--- START OF INPUT DATA ---

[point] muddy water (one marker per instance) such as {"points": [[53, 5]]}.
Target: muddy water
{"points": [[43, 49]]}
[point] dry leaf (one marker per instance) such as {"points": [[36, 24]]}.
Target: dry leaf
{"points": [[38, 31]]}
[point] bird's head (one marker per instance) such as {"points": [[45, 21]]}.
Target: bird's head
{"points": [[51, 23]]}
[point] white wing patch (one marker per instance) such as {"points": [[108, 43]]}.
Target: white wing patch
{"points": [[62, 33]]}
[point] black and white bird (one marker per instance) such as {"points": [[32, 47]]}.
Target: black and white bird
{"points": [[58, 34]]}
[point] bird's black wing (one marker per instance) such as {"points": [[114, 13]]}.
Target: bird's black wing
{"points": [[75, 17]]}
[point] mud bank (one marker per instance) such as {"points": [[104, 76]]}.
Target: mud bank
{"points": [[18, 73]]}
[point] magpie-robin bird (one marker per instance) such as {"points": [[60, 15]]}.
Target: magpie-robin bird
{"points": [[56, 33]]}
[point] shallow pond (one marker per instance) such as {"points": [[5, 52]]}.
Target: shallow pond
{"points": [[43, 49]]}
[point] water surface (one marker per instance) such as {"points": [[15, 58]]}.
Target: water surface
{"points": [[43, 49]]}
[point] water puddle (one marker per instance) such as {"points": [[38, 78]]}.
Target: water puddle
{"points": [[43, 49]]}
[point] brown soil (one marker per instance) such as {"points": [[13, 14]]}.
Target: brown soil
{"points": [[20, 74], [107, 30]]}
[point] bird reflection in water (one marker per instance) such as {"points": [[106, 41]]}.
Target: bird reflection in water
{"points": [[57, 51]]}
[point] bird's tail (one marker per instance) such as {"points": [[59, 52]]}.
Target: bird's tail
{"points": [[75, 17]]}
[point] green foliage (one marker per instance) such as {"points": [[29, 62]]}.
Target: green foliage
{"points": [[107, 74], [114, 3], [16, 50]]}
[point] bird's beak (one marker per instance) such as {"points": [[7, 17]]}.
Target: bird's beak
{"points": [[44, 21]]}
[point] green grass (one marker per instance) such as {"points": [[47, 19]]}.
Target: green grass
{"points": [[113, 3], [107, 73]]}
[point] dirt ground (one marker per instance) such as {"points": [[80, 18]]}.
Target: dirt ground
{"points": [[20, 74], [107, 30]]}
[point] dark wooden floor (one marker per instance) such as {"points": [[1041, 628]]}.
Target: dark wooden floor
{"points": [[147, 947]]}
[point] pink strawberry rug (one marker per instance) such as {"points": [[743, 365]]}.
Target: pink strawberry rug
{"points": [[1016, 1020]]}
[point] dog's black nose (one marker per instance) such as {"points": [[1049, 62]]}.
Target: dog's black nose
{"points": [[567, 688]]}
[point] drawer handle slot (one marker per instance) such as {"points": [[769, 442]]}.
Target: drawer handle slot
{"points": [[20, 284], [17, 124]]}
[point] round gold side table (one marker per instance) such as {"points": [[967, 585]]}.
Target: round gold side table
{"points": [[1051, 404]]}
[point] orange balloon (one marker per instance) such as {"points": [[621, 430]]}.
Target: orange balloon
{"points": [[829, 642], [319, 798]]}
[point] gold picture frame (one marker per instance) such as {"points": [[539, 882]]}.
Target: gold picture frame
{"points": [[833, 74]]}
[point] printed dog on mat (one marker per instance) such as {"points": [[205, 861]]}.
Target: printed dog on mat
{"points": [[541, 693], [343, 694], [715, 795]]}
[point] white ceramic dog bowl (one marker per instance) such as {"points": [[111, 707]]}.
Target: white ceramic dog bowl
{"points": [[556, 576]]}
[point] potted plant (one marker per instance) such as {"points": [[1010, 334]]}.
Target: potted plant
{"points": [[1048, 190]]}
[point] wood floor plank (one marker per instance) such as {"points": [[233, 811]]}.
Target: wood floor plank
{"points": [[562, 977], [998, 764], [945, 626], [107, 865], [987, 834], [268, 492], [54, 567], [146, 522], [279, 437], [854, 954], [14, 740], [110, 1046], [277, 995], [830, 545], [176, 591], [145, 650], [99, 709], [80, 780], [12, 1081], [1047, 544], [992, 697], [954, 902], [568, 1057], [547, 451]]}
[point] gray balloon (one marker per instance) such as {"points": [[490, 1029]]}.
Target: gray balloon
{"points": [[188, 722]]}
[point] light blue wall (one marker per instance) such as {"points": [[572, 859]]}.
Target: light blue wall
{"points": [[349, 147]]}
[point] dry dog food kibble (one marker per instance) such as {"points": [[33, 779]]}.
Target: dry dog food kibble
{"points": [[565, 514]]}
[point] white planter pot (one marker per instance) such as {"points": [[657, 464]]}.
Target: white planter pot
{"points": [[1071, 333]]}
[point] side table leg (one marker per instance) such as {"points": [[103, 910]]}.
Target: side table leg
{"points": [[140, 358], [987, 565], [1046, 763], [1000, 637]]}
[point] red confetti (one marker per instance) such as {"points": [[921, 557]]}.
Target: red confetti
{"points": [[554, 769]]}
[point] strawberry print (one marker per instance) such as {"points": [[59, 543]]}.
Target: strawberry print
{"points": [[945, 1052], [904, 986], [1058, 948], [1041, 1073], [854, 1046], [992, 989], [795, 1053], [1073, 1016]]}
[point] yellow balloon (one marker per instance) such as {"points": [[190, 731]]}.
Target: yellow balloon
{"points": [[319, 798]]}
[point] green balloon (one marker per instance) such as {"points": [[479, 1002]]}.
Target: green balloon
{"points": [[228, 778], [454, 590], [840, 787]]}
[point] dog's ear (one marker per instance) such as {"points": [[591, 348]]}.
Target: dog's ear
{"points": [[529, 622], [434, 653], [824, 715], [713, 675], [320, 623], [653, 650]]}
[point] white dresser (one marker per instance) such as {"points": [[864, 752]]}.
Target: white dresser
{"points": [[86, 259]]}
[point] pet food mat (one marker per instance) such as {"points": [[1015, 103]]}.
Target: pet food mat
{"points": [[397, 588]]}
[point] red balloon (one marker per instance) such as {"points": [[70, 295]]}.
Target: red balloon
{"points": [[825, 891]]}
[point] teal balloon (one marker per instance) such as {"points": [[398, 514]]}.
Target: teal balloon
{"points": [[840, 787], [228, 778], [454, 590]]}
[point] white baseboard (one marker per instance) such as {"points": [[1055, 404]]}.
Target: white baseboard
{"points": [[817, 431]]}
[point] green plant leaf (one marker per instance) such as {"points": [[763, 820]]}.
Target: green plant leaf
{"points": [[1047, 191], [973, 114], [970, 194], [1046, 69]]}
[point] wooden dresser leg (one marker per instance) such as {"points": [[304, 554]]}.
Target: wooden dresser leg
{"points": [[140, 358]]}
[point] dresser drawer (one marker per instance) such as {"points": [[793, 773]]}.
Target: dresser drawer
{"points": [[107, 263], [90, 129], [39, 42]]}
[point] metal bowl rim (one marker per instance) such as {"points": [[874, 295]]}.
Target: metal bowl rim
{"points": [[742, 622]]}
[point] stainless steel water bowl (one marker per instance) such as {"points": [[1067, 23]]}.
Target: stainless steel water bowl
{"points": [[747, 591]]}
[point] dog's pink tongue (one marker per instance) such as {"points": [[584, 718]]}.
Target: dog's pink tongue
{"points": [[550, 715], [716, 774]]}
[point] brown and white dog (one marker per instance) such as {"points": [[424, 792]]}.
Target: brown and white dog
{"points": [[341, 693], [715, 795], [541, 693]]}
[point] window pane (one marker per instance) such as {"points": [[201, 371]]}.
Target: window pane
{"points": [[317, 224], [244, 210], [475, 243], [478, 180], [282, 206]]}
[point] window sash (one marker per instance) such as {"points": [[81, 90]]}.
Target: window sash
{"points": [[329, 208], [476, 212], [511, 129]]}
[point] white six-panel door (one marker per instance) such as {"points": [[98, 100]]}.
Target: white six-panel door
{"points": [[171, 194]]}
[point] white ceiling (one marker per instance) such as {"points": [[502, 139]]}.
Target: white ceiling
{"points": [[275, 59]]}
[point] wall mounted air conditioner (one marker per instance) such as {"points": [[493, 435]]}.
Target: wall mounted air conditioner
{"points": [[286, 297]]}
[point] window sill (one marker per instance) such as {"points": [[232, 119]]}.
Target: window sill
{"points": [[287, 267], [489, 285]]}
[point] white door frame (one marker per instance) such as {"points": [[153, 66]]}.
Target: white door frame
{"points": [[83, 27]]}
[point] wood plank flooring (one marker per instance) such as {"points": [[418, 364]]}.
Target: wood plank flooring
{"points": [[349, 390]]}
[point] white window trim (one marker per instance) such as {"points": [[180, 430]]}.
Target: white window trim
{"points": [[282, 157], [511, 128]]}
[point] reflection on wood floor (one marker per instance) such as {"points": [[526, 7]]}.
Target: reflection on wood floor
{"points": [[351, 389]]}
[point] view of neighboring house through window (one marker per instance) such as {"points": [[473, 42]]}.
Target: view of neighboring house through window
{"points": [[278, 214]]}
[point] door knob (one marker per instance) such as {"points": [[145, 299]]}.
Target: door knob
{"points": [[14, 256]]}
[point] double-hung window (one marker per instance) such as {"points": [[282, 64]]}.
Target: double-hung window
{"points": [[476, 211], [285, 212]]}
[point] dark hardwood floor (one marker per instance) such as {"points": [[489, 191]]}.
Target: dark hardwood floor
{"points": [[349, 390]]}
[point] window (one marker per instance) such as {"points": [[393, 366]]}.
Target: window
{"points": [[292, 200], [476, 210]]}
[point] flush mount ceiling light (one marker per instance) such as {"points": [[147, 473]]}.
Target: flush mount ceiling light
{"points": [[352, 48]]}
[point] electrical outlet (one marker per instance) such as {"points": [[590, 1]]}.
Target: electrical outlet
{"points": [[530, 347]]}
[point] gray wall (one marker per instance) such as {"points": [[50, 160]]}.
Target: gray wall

--- END OF INPUT DATA ---

WRITTEN INSTRUCTION:
Starting at the line that contains "[point] white door", print every line through the end of the listing, word for word. Leave out all the rest.

SOLUTION FOR THIS PROBLEM:
[point] white door frame (one marker per instance) such as {"points": [[153, 66]]}.
Target: white door frame
{"points": [[83, 27]]}
[point] wood plank flooring (one marker per instance) such as {"points": [[418, 364]]}.
Target: wood plank flooring
{"points": [[349, 390]]}
[point] white window trim (one marker per instance) such as {"points": [[180, 430]]}.
Target: white window trim
{"points": [[282, 157], [511, 128]]}
[point] reflection on wood floor (one marker per instance) such as {"points": [[526, 7]]}.
Target: reflection on wood floor
{"points": [[351, 389]]}
[point] view of neighboring house through window (one marker per instance) such as {"points": [[473, 42]]}.
Target: view of neighboring house through window
{"points": [[278, 214]]}
[point] door knob (one marker per instance) such as {"points": [[145, 299]]}.
Target: door knob
{"points": [[14, 256]]}
[point] double-hung window (one marker per instance) such as {"points": [[282, 64]]}.
Target: double-hung window
{"points": [[476, 211], [285, 212]]}
[point] dark hardwood floor (one marker per instance) such as {"points": [[489, 191]]}.
Target: dark hardwood floor
{"points": [[349, 390]]}
[point] window (one marker per instance) such as {"points": [[393, 366]]}.
Target: window
{"points": [[292, 200], [476, 210]]}
[point] flush mount ceiling light (one marker per instance) such as {"points": [[147, 473]]}.
Target: flush mount ceiling light
{"points": [[352, 48]]}
[point] electrical outlet (one marker per instance) such as {"points": [[590, 1]]}.
Target: electrical outlet
{"points": [[530, 347]]}
[point] gray wall (one marker per instance) such as {"points": [[50, 160]]}.
Target: gray wall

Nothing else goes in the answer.